- YOUR ASSIGNMENT -
Your reply should hold only the lines from the one containing "Target: black metal fence post" to the final line of the listing below, restated word for word.

- DATA -
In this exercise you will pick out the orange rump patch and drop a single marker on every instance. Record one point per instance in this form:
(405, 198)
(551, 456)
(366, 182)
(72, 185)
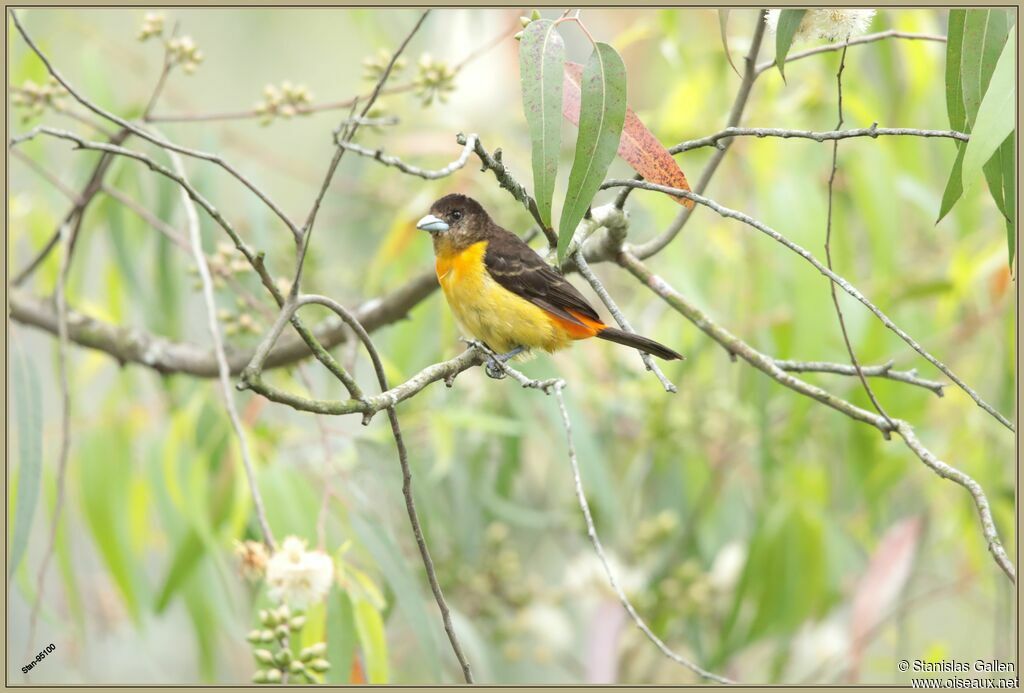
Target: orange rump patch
(589, 327)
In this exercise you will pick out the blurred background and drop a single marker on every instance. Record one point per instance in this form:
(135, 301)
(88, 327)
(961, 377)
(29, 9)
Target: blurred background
(760, 533)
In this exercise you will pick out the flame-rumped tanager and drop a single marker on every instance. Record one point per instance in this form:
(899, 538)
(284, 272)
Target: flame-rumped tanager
(504, 294)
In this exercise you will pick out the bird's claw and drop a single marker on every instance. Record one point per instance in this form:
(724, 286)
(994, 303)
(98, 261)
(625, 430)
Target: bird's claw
(495, 369)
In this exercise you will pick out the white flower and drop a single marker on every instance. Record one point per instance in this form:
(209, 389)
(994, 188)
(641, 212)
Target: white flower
(833, 25)
(546, 625)
(727, 565)
(299, 577)
(586, 575)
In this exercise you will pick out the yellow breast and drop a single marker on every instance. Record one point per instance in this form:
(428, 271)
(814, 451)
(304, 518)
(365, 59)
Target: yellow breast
(489, 312)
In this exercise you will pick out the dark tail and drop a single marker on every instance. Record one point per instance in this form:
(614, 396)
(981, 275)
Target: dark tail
(640, 343)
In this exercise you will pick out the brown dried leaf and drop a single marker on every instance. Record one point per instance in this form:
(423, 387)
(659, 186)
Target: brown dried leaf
(638, 146)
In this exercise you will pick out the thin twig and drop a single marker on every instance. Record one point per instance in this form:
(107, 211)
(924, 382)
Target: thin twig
(867, 38)
(827, 135)
(407, 474)
(507, 181)
(192, 216)
(60, 299)
(158, 140)
(255, 259)
(599, 289)
(843, 284)
(832, 285)
(378, 155)
(883, 371)
(599, 549)
(735, 115)
(766, 364)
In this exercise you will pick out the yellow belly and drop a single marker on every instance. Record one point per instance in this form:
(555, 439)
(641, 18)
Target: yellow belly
(488, 311)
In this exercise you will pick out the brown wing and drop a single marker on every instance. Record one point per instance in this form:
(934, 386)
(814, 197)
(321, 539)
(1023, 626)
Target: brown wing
(516, 267)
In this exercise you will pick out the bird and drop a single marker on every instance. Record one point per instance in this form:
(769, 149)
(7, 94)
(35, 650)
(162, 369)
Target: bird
(505, 295)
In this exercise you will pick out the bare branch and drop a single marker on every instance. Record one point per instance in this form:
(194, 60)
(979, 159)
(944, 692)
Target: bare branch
(735, 115)
(827, 135)
(842, 283)
(378, 155)
(832, 285)
(867, 38)
(158, 140)
(883, 371)
(507, 181)
(60, 299)
(129, 345)
(768, 365)
(192, 215)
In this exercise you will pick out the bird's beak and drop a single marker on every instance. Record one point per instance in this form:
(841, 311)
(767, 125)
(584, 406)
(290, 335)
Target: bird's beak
(432, 224)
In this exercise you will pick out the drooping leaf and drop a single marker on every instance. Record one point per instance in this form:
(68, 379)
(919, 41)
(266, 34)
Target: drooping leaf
(954, 92)
(788, 23)
(1000, 163)
(370, 627)
(29, 414)
(602, 113)
(638, 146)
(723, 25)
(985, 33)
(954, 185)
(882, 582)
(542, 53)
(341, 637)
(995, 116)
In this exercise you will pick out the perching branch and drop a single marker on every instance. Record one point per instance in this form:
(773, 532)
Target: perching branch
(827, 135)
(842, 283)
(768, 365)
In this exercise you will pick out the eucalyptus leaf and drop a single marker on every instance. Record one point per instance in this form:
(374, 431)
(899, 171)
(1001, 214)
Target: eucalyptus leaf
(788, 23)
(542, 53)
(995, 115)
(602, 114)
(723, 25)
(29, 414)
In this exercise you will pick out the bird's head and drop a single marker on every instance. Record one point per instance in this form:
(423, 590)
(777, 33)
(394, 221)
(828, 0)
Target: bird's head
(455, 220)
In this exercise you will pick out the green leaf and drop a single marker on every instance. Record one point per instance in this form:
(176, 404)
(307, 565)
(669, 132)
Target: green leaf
(29, 413)
(723, 24)
(995, 115)
(788, 23)
(370, 627)
(985, 33)
(542, 53)
(341, 637)
(602, 113)
(954, 92)
(954, 185)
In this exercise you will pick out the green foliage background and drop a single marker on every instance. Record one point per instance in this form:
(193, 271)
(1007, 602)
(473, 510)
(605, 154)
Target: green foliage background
(144, 588)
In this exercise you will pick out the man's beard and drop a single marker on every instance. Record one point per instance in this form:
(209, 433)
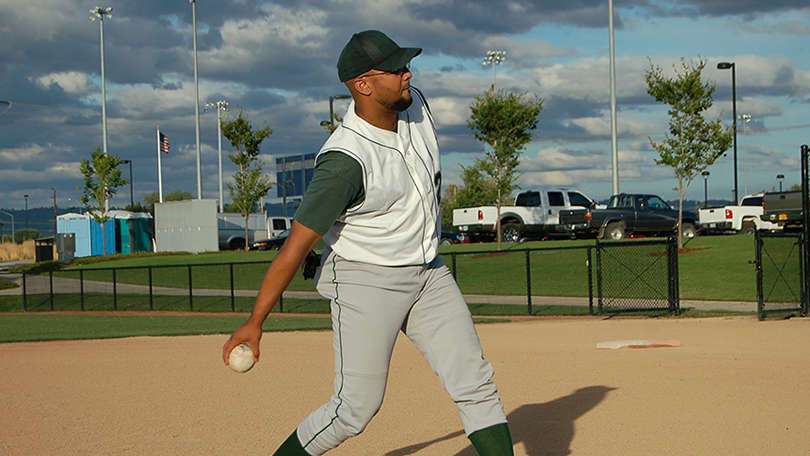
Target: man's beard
(400, 105)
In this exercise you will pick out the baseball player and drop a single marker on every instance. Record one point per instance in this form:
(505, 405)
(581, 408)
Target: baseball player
(375, 201)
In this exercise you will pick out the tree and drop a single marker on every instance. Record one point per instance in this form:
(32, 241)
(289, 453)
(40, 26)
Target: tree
(102, 178)
(692, 143)
(504, 121)
(250, 184)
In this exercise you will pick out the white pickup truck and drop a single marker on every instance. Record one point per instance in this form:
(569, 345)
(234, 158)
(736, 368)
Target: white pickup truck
(743, 218)
(535, 214)
(231, 229)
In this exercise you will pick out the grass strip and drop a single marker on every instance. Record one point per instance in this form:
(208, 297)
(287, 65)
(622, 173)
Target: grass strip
(43, 327)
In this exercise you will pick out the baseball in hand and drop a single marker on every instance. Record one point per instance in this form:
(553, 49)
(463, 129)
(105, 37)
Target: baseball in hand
(241, 358)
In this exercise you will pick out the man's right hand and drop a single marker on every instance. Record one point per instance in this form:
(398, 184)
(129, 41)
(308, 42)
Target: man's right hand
(249, 334)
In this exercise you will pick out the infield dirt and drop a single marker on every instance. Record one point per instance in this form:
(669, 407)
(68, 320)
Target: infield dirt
(736, 387)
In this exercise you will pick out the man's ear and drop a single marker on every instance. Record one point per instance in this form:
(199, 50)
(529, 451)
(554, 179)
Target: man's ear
(362, 86)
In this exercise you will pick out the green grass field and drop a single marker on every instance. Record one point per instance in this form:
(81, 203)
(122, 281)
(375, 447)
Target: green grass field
(711, 268)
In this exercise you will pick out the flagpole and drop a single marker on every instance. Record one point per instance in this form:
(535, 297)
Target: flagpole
(160, 175)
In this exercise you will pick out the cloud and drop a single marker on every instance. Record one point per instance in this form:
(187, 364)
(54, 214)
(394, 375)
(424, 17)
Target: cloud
(73, 83)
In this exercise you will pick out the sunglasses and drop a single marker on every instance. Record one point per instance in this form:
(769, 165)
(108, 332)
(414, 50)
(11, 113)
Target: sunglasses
(398, 71)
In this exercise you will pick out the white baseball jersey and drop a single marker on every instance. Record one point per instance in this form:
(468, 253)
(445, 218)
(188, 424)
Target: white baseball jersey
(398, 223)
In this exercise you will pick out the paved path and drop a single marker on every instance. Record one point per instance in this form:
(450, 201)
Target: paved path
(42, 283)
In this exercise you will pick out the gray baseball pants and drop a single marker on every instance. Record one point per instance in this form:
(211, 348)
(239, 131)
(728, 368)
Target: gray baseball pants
(370, 305)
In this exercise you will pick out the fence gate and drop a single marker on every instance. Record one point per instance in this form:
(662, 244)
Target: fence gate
(780, 284)
(637, 275)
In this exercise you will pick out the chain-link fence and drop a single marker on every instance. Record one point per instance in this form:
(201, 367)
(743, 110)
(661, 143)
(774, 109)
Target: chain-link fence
(638, 275)
(629, 276)
(780, 274)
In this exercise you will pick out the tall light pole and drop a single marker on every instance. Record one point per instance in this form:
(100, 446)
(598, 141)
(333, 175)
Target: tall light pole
(54, 213)
(8, 106)
(197, 99)
(221, 106)
(332, 106)
(614, 140)
(733, 68)
(705, 175)
(494, 58)
(745, 118)
(12, 225)
(99, 12)
(131, 191)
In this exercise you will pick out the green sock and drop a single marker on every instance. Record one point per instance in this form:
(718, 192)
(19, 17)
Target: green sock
(493, 441)
(291, 447)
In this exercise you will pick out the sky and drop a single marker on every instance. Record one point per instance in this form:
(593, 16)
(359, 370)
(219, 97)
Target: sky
(276, 61)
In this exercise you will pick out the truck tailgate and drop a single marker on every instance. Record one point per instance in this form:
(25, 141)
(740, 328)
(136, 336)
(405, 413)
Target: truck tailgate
(475, 216)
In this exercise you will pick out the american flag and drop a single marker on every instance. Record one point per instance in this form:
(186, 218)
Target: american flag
(164, 143)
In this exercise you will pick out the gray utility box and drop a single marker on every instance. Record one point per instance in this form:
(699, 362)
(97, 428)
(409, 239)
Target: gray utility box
(65, 247)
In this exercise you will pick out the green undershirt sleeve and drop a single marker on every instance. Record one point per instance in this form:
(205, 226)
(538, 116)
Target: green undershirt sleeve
(336, 186)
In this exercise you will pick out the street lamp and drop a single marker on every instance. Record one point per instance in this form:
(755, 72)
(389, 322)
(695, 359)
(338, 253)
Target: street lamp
(705, 175)
(12, 225)
(733, 68)
(54, 213)
(197, 98)
(745, 118)
(8, 106)
(494, 58)
(131, 191)
(614, 128)
(99, 12)
(331, 106)
(221, 106)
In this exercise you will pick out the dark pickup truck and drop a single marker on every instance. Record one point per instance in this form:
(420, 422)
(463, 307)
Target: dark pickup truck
(784, 209)
(627, 215)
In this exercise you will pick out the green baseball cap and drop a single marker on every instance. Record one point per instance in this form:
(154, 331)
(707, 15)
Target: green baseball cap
(372, 50)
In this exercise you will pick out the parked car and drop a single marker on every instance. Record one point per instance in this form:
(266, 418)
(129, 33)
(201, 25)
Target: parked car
(534, 215)
(783, 209)
(270, 244)
(450, 238)
(628, 215)
(740, 218)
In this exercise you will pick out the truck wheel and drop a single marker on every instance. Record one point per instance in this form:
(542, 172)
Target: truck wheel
(614, 231)
(510, 232)
(688, 230)
(748, 228)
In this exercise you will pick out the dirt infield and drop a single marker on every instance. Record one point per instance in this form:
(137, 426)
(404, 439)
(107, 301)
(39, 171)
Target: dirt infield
(735, 387)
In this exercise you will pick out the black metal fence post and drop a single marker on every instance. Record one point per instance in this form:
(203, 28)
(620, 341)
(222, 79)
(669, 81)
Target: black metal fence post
(190, 292)
(805, 168)
(25, 294)
(115, 290)
(81, 286)
(760, 291)
(672, 270)
(590, 282)
(151, 295)
(50, 278)
(233, 297)
(529, 280)
(599, 277)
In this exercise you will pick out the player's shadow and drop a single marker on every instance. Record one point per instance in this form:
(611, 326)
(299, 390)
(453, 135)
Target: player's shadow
(544, 429)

- TASK RESPONSE -
Target: black metal fence post
(190, 292)
(805, 168)
(25, 294)
(115, 290)
(81, 286)
(760, 291)
(672, 270)
(590, 282)
(151, 295)
(50, 278)
(233, 297)
(529, 280)
(599, 277)
In this exercise you will pick out the player's shadow and drop a single marker on every instance. Record one point per instance in this form:
(611, 326)
(299, 390)
(453, 135)
Target: player's shadow
(544, 429)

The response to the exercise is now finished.